▶ _Kısa alıştırma 1_
Listede "target | bear open mouth" ifadesini içeren satırdan listenin son satırına kadar, iki uç da dahil olmak üzere, tüm satırları istekleriyle birlikte ölçekleyerek yeniden yaz. Yalnızca yanıtlardaki koordinat sayılarını 0,75 ile çarpıp tam sayıya yuvarla (yarımları yukarı yuvarla) ve bu satırlardan başka hiçbir şey verme.

▶ _Gösterilen metin_
Dünkü yazının amacı şiddeti savunmak mıydı? Değildi. Şiddet karşıtı argümanların iç çelişkilerine işaret etmekti sadece. Bundan “aa demek ki şiddet iyiymiş” sonucu çıkmaz. Ne çıkar? Mesela “farklı argüman bul öyle gel” sonucu çıkar. “Demek ki bazen iyiymiş, ölçütü daha iyi tanımla” sonucu çıkar. “Ya şöyle derlerse ne cevap veririz düşündün mü” sorusu çıkar. “O platform yetersiz, başka zemin bulmalıyız” önerisi çıkabilir.
Yazı başlıklarını çoğu kez gıdıklayıcı olsun, okuttursun diye atıyorum. İçerikte daha ağırbaşlıyım. Sadece sondan bir önceki paragrafta “Hatta bazen güzeldir” cümleciğini dayanamadım ekledim. Soyut anlamda şiddet övgüsü içeren tek ibare odur olsa olsa.
*
Ne diyor yazı? Bir kere, “ay şekerim şiddet çok kötö, hepimiz karşıyız” söyleminin özünde düzenden yana, var olan güç ilişkilerini kutsayıcı bir ideolojik söylem olduğunu söylüyor. Bazen mi, her zaman mı? Sınırı nedir? Bilmem, tartışırız.

▶ _Kısa alıştırma 2_
Şiddet üzerine yazıdan "Yazı başlıklarını çoğu" ifadesinden başlayıp "odur olsa olsa." ifadesi de dahil olmak üzere o ifadeye kadar uzanan bölümü aynen kopyala.

Veri kayıtları

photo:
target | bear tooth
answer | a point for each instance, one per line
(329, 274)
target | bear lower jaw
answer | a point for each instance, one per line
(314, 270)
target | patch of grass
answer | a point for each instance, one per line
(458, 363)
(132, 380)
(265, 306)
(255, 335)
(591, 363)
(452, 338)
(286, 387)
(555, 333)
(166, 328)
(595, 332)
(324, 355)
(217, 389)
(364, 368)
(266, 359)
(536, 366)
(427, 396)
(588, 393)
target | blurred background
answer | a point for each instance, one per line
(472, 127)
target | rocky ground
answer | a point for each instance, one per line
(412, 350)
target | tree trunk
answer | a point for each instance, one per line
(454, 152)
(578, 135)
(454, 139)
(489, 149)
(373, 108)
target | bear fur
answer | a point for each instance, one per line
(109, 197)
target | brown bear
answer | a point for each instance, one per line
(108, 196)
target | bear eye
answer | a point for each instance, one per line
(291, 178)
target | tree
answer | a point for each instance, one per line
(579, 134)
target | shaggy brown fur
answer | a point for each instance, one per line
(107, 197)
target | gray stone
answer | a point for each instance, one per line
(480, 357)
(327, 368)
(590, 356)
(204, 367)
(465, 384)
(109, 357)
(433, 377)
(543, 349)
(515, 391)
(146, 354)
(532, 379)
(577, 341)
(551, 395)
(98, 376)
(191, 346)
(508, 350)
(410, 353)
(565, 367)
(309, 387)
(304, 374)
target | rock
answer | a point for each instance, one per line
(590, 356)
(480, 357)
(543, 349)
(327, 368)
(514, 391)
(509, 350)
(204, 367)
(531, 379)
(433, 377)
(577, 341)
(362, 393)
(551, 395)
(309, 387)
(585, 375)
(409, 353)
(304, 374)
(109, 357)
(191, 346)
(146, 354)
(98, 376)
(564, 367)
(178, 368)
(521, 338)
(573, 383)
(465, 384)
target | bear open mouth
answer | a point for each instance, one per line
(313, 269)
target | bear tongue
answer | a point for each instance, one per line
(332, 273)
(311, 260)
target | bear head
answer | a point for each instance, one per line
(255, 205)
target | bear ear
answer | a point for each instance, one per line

▶ _Alıştırma çıktısı 1_
target | bear open mouth
answer | a point for each instance, one per line
(235, 202)
target | bear tongue
answer | a point for each instance, one per line
(249, 205)
(233, 195)
target | bear head
answer | a point for each instance, one per line
(191, 154)
target | bear ear
answer | a point for each instance, one per line

▶ _Alıştırma çıktısı 2_
Yazı başlıklarını çoğu kez gıdıklayıcı olsun, okuttursun diye atıyorum. İçerikte daha ağırbaşlıyım. Sadece sondan bir önceki paragrafta “Hatta bazen güzeldir” cümleciğini dayanamadım ekledim. Soyut anlamda şiddet övgüsü içeren tek ibare odur olsa olsa.